### The problem
Transcribe every one of the entries below word for word, and omit the pictures from your answer.

### Items
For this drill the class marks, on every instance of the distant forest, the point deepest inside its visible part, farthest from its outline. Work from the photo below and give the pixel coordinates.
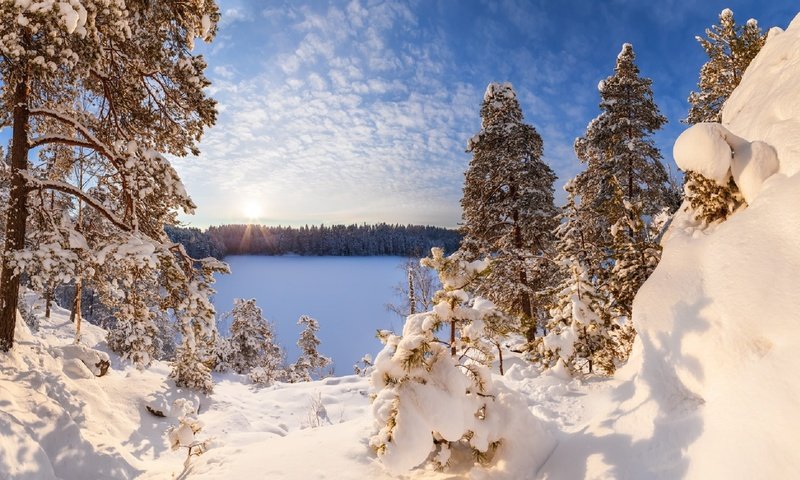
(334, 240)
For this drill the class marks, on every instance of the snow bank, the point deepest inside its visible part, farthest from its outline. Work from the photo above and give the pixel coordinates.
(765, 106)
(710, 389)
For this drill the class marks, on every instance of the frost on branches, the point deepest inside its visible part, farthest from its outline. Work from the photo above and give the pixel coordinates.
(434, 406)
(311, 363)
(252, 347)
(103, 88)
(623, 187)
(508, 208)
(730, 49)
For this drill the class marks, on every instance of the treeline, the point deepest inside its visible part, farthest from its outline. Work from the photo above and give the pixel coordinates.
(333, 240)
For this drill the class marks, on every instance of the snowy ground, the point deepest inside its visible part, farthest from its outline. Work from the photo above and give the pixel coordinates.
(710, 390)
(57, 426)
(347, 295)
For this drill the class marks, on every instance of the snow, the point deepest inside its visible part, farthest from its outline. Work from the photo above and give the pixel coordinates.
(347, 295)
(702, 148)
(709, 390)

### Completed task
For this drill the class marks, on every instance of the distant forest, the point deepest inside its visible part, farthest from its outline. Work from the photo below and give the pixel coordinates.
(334, 240)
For this drill the class marks, on every instance of the snow bank, the point deepest inside its visible part, farthest from its outline. Work from the photo above and give the pixel coordinates.
(765, 106)
(710, 389)
For this drill the class marks, on every instance of the frost on branches, the point deepest inside its visible part, farthest from its outline. Work from the photo above and give the pixel coordinates.
(434, 406)
(311, 363)
(252, 347)
(103, 88)
(623, 187)
(508, 208)
(730, 49)
For this drill the class marks, on every instance of the treeline, the point deepest inside its visible part, farthest from its outline. Work from the photo above and give the pixel coordinates.
(333, 240)
For this drill the class marks, on every instance of the snowy ground, the point deepest inside its visible part, farthest from its outline. Work from the photo above and give the pixel coordinates.
(710, 390)
(57, 426)
(347, 295)
For this drill the class marks, on every instance of the snow, the point deepest inside its visible part, farthest from its outline. Work from the photo above and give the pixel coordinates.
(347, 295)
(702, 148)
(709, 390)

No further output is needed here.